Passage provided –
<<<<

However, I think it both cases it boils down to the same thing – a fear that the object of affections will leave you- whether it be for another person or because they outgrow you, doesn’t make that much difference.

Which Both Have The Potential To Be Destructive

Jealousy, like many things, is a normal human emotion however I think if you don’t nip it in the bud it has the potential to get out of hand. Obviously, seeing your partner getting hit on by some floozy isn’t the nicest of experiences. But its one thing if you guys roll your eyes at one another and go home and laugh about it later and another if you call her a ho, throw a drink in her face and make a scene about it (or as was the case with one of my exes punch a guy in the face in front of his wife and kids because he was making pervy eyes at your chick). And that isn’t as bad as it can get. How about when jealousy leads to paranoia and you start blaming your boy/girlfriend for the issue?

Relationships should have a positive influence in your life. If you are in a healthy relationship, surely you should want to see the other one go. Of course, you’ll miss them if they have to spend a year abroad for a job but its important to remember life doesn’t just revolve around you.  It’s OK to feel sad but if one person starts laying down ultimatums or preventing the other from pursuing things that could better their life – then this doesn’t bode well for the future of the whole relationship really.

So Can Jealousy Ever Be A Good Thing?

>>>>

The data –
<<<<

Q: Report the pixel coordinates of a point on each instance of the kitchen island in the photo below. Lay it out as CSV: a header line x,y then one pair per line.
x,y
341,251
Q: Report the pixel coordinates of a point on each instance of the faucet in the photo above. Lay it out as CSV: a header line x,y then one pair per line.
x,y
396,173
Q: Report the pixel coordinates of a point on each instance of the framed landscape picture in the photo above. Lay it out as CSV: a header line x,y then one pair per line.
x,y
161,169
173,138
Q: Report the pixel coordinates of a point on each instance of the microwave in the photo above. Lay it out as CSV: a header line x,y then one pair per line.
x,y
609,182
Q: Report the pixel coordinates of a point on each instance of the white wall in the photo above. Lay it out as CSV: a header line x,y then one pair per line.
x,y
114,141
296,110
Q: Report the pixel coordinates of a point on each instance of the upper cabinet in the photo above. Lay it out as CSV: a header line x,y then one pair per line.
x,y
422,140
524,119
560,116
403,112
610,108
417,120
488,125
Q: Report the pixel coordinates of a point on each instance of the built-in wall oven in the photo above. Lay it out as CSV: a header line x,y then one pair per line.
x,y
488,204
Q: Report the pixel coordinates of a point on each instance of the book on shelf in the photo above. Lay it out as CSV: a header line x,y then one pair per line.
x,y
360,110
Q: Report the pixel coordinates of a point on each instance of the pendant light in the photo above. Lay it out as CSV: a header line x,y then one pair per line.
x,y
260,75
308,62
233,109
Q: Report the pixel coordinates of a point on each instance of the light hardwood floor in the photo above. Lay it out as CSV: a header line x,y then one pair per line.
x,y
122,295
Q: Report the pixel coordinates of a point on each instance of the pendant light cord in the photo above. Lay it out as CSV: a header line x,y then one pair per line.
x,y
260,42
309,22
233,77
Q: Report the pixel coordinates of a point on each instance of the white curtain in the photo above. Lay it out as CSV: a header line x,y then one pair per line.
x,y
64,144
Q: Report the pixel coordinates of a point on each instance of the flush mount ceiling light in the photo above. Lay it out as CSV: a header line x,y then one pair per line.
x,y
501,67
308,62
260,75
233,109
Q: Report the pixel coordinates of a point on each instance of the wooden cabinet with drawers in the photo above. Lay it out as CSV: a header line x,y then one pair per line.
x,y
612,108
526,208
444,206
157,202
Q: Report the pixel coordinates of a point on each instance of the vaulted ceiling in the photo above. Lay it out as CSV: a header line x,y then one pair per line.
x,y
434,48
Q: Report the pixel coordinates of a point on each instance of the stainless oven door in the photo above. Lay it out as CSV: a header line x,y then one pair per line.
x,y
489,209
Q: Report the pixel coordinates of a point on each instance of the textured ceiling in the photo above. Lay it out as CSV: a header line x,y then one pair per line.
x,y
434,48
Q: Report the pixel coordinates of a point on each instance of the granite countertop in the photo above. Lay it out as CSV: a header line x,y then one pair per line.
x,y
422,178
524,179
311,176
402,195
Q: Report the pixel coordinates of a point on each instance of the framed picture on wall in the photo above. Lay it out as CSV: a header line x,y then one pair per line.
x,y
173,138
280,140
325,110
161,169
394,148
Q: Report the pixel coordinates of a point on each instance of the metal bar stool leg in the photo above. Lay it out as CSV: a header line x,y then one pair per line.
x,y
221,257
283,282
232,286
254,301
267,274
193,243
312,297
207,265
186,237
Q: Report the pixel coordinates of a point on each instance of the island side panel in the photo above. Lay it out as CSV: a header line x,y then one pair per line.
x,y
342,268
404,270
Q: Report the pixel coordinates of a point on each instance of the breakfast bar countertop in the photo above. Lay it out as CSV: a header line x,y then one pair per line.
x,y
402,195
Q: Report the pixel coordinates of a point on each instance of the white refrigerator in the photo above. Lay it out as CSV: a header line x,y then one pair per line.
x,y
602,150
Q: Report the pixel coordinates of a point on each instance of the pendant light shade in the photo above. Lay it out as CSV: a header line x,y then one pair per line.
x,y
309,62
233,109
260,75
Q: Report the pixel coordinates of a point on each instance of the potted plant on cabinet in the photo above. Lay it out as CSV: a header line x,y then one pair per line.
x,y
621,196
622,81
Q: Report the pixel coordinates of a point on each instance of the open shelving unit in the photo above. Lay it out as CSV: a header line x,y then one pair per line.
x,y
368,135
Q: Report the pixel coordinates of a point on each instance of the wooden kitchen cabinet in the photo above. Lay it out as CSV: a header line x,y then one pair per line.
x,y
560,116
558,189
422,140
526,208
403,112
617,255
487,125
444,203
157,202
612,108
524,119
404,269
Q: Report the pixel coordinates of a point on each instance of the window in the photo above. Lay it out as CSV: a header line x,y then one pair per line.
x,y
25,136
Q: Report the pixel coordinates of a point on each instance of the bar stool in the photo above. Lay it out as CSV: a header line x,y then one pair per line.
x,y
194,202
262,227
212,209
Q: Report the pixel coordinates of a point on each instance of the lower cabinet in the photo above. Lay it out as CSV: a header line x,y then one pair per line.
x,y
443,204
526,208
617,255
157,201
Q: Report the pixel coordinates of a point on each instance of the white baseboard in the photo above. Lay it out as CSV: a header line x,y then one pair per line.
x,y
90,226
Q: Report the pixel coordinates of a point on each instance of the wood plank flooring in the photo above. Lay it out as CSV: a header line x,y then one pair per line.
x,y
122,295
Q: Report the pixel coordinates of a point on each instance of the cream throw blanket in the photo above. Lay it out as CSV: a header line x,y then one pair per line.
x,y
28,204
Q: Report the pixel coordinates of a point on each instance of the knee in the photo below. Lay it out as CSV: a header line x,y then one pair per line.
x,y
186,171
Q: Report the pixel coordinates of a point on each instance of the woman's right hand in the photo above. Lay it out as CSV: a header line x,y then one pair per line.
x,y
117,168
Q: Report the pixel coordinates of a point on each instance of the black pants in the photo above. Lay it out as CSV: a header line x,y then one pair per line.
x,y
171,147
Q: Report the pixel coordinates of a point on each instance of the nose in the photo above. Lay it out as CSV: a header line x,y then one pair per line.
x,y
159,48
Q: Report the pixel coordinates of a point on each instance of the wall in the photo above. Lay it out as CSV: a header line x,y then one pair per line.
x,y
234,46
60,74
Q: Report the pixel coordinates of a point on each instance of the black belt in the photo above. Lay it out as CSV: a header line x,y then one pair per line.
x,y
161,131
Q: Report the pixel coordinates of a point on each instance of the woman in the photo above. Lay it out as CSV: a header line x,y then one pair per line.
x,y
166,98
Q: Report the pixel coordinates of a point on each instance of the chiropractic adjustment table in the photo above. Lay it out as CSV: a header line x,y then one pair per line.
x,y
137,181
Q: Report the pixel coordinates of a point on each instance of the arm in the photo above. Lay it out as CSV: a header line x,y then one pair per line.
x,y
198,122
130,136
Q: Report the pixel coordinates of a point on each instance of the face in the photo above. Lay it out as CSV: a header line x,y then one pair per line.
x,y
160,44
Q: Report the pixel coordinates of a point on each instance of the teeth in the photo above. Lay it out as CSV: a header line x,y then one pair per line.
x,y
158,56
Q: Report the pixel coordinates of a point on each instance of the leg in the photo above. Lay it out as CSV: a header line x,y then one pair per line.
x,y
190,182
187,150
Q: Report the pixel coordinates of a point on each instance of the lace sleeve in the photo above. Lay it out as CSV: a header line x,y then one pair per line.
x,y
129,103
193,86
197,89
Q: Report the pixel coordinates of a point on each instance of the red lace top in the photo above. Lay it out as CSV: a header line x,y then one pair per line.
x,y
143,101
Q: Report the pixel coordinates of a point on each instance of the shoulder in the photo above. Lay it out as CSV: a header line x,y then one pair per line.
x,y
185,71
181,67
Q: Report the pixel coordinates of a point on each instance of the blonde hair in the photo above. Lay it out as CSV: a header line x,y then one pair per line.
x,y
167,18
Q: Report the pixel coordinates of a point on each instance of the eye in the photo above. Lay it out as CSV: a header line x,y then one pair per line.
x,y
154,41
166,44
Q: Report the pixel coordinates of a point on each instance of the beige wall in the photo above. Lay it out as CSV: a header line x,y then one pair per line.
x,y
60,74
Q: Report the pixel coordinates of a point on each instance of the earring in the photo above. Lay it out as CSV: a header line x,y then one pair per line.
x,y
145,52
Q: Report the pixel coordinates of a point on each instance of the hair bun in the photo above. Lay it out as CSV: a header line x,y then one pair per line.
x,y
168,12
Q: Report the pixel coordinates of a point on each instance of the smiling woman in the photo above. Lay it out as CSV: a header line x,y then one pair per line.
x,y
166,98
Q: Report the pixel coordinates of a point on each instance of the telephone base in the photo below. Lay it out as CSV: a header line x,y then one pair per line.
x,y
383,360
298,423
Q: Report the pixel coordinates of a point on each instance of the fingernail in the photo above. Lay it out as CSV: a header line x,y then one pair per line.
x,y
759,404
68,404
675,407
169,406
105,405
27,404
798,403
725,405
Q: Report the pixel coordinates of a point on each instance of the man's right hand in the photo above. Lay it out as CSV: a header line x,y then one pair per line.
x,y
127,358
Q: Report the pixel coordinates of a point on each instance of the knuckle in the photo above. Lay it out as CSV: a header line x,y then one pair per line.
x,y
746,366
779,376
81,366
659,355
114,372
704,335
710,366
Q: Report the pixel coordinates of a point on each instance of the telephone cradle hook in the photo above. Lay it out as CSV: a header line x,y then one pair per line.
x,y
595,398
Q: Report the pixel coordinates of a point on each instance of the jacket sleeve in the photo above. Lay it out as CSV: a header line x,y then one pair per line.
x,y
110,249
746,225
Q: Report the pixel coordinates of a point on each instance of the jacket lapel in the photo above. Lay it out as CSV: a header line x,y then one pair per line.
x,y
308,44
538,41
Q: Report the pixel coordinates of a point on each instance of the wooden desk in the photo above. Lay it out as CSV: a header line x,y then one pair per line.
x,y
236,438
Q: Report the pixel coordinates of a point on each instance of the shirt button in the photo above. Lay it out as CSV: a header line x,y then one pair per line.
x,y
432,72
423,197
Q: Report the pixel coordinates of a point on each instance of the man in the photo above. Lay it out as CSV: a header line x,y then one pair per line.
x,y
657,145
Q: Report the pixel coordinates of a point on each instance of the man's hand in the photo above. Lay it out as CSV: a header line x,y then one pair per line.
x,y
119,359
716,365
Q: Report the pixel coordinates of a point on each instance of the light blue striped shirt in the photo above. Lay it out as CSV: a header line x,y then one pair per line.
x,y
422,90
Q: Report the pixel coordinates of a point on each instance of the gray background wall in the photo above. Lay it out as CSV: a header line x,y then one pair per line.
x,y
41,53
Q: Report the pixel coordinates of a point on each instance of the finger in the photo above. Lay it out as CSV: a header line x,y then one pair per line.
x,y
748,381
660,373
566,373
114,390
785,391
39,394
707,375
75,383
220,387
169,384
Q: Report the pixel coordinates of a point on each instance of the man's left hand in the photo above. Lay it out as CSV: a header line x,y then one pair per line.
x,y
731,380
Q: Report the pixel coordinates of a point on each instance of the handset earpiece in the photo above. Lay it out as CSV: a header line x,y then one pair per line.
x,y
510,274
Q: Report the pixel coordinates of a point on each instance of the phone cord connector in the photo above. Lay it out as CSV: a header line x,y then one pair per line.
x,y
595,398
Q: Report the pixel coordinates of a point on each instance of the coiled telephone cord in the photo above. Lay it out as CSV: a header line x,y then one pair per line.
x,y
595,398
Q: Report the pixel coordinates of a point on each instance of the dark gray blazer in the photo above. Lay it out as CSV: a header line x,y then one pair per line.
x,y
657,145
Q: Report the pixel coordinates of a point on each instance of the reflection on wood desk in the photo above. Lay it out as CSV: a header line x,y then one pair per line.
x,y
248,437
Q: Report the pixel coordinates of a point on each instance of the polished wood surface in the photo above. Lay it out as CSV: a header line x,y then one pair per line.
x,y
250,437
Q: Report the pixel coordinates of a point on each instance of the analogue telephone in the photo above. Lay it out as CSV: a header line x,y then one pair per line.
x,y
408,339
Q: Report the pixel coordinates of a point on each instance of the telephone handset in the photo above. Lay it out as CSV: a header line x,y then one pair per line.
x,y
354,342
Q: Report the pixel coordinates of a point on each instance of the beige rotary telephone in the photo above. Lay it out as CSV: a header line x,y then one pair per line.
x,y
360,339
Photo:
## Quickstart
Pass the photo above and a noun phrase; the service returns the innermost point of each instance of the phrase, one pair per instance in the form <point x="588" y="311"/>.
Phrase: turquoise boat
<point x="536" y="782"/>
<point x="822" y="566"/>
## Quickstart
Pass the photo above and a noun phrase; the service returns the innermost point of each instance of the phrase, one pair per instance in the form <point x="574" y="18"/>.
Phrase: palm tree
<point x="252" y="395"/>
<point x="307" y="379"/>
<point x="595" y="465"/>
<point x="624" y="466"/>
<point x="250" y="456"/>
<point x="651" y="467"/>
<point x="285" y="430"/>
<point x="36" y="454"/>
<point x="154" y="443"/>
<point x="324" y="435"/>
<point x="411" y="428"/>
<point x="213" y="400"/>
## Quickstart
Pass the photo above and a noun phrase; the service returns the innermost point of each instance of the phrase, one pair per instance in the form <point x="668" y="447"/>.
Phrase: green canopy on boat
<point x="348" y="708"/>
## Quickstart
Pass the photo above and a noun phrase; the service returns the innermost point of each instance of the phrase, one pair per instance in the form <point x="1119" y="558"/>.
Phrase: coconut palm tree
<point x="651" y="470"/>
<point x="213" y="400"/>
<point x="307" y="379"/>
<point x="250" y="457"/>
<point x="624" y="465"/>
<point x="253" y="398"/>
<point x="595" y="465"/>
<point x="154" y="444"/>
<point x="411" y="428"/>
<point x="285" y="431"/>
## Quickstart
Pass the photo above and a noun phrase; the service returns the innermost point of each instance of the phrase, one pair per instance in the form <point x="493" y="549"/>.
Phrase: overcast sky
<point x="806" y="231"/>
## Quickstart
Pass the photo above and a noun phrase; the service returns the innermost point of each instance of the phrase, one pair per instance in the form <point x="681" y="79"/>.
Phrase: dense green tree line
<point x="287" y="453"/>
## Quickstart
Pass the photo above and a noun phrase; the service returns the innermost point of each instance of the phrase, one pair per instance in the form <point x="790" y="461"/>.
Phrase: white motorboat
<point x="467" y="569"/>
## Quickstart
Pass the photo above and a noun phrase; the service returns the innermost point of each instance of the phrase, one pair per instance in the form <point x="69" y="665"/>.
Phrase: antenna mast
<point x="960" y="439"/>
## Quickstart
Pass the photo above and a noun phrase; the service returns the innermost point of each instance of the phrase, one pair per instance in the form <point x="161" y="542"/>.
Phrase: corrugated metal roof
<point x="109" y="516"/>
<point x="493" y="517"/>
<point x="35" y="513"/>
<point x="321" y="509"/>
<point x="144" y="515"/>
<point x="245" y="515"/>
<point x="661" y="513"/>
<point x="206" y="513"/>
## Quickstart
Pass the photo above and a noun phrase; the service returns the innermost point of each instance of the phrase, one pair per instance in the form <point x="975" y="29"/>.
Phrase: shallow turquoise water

>>>>

What you need to do –
1: According to the passage on jealousy, what do both cases ultimately boil down to?
2: Summarize the passage on jealousy in two sentences.

Answers to the tasks –
1: A fear that the object of one's affections will leave, whether for another person or because they outgrow you.

2: Jealousy is a normal human emotion, but if it is not nipped in the bud it can get out of hand, leading to public scenes or even paranoia in which one blames one's partner. Relationships should have a positive influence, so missing a partner is acceptable, but laying down ultimatums or preventing the other from pursuing things that could better their life bodes poorly for the relationship's future.